▶ WORK REQUIRED
Below are entries; output exactly the lines from the one with "Target: shrub" to the one with "Target: mountain range", both included, and nothing else.

▶ Entries taken from a collection
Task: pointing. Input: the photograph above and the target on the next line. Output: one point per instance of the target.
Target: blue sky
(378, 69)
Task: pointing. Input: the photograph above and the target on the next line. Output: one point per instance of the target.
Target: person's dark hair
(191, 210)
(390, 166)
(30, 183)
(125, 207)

==

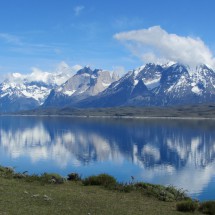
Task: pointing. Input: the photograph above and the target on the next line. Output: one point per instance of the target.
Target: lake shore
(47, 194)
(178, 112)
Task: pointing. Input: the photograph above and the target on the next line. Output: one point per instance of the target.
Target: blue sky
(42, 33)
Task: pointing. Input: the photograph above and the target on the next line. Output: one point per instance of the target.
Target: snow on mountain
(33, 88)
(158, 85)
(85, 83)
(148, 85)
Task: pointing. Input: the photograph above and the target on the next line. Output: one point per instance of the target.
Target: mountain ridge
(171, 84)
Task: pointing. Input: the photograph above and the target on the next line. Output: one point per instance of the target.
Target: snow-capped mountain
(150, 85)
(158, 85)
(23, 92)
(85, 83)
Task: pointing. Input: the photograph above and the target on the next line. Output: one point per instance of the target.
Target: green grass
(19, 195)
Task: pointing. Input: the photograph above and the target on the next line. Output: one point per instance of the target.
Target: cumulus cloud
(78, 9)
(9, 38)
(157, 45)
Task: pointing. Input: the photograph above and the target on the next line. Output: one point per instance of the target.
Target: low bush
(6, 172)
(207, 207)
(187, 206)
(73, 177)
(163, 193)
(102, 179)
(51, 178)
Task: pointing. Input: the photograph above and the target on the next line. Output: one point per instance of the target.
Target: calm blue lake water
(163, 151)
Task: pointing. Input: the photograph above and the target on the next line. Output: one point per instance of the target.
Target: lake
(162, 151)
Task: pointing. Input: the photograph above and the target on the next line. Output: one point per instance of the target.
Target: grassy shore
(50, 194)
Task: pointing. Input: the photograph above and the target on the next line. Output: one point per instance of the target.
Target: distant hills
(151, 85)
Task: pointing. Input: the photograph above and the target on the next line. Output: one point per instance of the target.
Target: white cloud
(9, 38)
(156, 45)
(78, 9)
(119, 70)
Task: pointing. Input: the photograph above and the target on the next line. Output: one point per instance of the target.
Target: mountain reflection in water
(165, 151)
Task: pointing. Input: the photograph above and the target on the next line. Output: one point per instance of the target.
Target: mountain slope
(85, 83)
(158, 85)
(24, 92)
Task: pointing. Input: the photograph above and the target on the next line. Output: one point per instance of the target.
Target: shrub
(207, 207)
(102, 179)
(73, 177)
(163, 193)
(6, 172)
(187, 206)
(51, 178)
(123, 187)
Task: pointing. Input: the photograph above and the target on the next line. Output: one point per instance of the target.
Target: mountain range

▶ ANSWER SECTION
Target: shrub
(207, 207)
(102, 179)
(73, 177)
(163, 193)
(6, 172)
(187, 206)
(51, 178)
(123, 187)
Task: pointing. Input: the photograph above and the target on the next line. Output: one point per instance of the target.
Target: mountain range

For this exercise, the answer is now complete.